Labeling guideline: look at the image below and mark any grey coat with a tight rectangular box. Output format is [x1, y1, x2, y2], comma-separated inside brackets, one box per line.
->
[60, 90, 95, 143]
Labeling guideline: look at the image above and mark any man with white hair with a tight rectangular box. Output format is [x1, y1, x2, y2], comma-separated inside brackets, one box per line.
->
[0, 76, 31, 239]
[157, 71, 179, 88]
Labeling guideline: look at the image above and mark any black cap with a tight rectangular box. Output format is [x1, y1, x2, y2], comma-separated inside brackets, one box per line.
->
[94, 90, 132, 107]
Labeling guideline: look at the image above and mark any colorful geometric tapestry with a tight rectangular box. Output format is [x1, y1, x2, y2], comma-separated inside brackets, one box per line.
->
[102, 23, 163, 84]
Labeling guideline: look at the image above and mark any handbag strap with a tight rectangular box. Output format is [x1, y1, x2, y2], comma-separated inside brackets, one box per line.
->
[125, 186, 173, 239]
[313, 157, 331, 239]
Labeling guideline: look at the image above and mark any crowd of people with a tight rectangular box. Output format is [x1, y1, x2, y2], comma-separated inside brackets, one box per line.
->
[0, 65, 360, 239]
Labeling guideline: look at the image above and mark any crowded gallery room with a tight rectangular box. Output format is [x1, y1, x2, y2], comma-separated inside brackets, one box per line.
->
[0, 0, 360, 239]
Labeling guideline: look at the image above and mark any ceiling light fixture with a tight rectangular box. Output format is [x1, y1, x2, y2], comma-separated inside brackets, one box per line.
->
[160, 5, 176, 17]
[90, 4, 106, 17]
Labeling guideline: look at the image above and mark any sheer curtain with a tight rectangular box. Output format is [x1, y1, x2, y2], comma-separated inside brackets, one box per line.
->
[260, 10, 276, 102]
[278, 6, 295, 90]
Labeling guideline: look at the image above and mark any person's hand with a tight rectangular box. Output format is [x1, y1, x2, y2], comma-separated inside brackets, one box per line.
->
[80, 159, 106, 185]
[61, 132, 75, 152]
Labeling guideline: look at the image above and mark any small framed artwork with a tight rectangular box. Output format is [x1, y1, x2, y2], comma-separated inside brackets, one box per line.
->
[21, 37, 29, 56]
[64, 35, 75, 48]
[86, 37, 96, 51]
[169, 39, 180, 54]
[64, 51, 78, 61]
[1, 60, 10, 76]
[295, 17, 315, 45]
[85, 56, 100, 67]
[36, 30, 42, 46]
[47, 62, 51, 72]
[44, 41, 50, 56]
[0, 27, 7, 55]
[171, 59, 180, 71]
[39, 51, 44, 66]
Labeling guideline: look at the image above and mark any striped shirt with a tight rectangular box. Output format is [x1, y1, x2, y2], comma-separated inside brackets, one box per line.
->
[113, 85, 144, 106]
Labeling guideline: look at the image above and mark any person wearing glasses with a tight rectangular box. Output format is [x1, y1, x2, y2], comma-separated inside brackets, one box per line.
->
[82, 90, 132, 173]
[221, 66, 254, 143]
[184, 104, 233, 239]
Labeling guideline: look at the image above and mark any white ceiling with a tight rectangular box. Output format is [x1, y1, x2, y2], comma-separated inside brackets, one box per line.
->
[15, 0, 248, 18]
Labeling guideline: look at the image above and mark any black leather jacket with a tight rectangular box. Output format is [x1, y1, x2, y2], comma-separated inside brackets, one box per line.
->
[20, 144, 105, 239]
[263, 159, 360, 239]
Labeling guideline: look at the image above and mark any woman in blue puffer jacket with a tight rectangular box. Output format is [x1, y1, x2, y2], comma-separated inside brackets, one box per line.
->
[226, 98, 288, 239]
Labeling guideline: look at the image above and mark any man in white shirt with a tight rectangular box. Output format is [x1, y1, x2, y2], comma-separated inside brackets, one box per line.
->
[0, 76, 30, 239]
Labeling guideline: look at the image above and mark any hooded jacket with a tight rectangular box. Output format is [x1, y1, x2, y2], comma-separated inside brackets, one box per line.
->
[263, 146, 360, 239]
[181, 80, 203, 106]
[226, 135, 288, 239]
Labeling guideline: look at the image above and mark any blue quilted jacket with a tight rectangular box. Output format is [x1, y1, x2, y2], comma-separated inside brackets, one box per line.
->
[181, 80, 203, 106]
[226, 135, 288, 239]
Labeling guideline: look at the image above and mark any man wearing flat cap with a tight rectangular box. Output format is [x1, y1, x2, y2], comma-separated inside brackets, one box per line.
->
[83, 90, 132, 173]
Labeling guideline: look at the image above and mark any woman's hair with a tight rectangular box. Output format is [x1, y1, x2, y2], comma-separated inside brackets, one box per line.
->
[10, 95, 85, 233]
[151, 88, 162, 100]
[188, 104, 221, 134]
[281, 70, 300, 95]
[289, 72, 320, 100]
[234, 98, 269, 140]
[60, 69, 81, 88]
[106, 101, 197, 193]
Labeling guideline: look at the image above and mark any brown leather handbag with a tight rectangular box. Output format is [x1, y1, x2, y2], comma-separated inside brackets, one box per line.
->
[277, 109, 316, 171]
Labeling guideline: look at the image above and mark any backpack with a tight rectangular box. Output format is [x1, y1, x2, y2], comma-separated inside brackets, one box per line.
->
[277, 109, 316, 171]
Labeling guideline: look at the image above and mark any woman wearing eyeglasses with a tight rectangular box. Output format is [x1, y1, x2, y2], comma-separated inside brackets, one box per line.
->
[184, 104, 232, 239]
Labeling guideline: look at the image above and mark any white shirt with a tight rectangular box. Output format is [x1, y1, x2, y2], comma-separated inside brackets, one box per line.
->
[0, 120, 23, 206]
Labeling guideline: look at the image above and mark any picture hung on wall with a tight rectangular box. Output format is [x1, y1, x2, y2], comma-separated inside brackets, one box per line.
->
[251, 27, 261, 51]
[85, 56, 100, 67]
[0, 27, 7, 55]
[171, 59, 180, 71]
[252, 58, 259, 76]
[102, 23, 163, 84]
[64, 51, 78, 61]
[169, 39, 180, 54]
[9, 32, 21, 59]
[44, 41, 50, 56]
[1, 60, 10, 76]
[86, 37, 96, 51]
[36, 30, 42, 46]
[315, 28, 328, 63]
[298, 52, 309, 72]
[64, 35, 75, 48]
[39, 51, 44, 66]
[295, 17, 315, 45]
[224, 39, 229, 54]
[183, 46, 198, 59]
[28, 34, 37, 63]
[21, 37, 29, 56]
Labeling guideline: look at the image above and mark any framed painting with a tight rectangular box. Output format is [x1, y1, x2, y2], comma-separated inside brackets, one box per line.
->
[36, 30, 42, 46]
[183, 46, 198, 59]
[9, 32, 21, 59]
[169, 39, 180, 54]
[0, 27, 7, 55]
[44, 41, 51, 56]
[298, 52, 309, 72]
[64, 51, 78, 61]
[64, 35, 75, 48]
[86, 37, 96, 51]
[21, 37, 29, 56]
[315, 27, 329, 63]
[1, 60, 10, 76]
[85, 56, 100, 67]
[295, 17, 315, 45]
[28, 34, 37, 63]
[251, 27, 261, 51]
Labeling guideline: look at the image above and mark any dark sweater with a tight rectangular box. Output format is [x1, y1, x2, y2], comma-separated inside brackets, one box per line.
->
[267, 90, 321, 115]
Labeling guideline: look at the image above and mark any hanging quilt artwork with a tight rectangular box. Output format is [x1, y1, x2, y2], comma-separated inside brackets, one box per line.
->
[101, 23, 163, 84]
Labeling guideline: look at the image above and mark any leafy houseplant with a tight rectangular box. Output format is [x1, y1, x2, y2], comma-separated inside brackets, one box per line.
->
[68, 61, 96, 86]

- - - - -

[WHAT IS ASKED]:
Show every line above that contains the string "below", copying each one in full. Case counts.

[TASK SOLUTION]:
Labeling guideline: look at the image below and mark any grey coat with a tight rectangular box. Output format is [x1, y1, x2, y2], comma-separated inside brackets, one box per line.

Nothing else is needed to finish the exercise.